■ Exercise requirements:
Count the lines in the records below that contain the string "building". Give only the number.

■ Data shown:

## begin

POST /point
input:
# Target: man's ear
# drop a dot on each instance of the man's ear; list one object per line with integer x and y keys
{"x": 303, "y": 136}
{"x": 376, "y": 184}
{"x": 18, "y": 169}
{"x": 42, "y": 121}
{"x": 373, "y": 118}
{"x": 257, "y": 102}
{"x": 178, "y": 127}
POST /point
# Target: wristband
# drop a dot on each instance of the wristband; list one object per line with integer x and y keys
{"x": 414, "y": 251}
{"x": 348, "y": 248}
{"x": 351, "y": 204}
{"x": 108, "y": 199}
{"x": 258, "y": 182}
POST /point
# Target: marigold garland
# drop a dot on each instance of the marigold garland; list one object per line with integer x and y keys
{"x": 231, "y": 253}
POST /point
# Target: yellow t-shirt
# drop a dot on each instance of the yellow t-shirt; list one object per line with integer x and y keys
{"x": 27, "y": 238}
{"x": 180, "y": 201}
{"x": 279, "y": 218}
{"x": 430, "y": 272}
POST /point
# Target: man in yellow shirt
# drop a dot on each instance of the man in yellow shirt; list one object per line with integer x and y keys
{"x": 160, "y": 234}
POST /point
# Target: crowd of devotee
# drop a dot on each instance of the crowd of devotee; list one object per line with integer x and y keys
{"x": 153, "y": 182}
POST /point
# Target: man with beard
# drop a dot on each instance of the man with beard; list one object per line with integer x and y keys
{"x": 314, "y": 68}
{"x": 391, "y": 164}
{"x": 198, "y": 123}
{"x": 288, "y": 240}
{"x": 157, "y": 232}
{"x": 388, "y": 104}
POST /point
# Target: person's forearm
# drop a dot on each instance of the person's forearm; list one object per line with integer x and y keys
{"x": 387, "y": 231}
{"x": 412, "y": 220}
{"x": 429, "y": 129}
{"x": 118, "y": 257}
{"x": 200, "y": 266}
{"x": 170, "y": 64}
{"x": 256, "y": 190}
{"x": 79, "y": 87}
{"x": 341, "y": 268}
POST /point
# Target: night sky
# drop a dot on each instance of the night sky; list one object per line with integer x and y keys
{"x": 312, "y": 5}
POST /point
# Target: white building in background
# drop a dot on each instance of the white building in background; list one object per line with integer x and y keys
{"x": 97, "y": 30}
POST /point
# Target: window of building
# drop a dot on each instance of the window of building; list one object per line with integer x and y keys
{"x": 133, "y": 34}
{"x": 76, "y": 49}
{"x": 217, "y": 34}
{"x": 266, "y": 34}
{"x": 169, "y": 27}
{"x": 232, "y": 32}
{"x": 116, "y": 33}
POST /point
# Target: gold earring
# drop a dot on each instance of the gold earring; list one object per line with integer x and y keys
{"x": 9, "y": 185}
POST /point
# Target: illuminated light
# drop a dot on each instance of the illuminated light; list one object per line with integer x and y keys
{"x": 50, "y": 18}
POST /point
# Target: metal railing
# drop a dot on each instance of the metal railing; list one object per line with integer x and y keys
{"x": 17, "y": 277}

## end

■ Reply to the exercise:
4